> _EXTRACTED TEXT_:
Citing data from the last school year, the TEA said that due to very low COVID-19 transmission rates in a classroom setting and data demonstrating lower transmission rates among children compared to adults, schools are not required to conduct any COVID-19 contact tracing.
The data cited by the TEA comes from a school year when many students were attending class virtually and were not physically present in the classroom or from summer school where there is generally lower attendance. Under an executive order, school districts can no longer mandate masks.
Dr. Marcial Oquendo, a pediatrician in Frisco, said a safe return to normalcy will require pandemic mitigation efforts.
“A little of the masks, a little bit of the social distancing, the vaccines for those kids who can get vaccinated, and especially the parents and the grandparents and the people who are at risk and at home,” Dr. Marcial said. “It’s all about striking a balance between minimizing the risk as much as we can. We’re never going to get the risk down to zero but making sure that the risk is low enough for us to be able to continue to live and to be safe.”
Yacio said as a parent, she felt the guidance from the TEA was “worrisome” but has to trust her child’s school.
“I haven’t met our teachers yet, but I really trust our principal and so at this point, all you can do is send your kid in and hope for the best unless you want to withdraw them,” she said.
With school just a few days out, other parents are considering withdrawing their students and turning to homeschool with no option for virtual learning.
"It's kind of a mixed feeling, you know. We're excited for him to go to the fourth grade. At the same time, we're really worried about him going to school with no mask mandate," said Plano ISD parent Ravi Chadalawada.

> _PROVIDED DATA_:
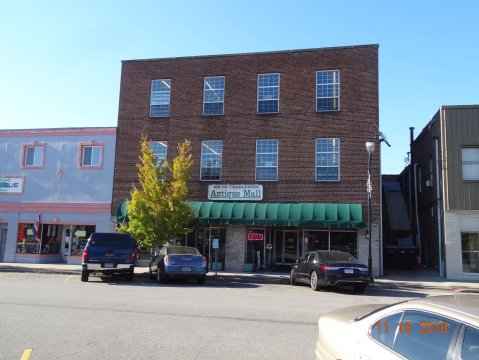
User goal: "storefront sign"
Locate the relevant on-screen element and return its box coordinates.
[208,184,263,201]
[0,176,24,195]
[248,233,264,241]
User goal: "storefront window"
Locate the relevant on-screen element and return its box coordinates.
[68,225,95,256]
[305,231,358,257]
[304,231,329,252]
[17,224,40,254]
[461,233,479,273]
[209,228,226,271]
[330,232,358,258]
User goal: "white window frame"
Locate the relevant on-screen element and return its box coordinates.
[79,143,104,169]
[20,142,46,169]
[149,140,168,165]
[255,139,279,181]
[314,138,341,182]
[203,76,226,116]
[150,79,171,118]
[256,73,281,115]
[200,140,223,181]
[316,70,341,112]
[461,147,479,181]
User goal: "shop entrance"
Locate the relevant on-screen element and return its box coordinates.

> _TASK ITEM_: Pick up the news report on the TEA's COVID-19 guidance for Texas schools after its last sentence and continue it.

> _FINAL ANSWER_:
Others like Stacey Silverman will do what they can to rely on their own precautions.
Silverman said she plans to have her daughter, a senior in Grapevine-Colleyville ISD, double mask and eat her lunch somewhere other than the cafeteria.
"We feel like this is a tinderbox. We're terrified," said Silverman.
NBC 5 reached out to the TEA regarding the concerns raised by the UEA and parents. A spokesperson for the agency emailed the following clarifications:
- TEA’s guidance requires DSHS be notified of test-confirmed positive cases as well as the local health authority whose jurisdiction the school system falls under; the latter of which is in accordance with state and federal laws.
- If a school system is made aware that a student is a close contact, the school system must still notify the student’s parents (that, of course, would only happen at schools that are doing voluntary contact tracing).
- It is important to note that as provided for in this newly issued Department of State Health Services (DSHS) Rule, school systems must exclude students from attending school in person who are actively sick with COVID-19 or who have received a test-confirmed positive result for COVID-19.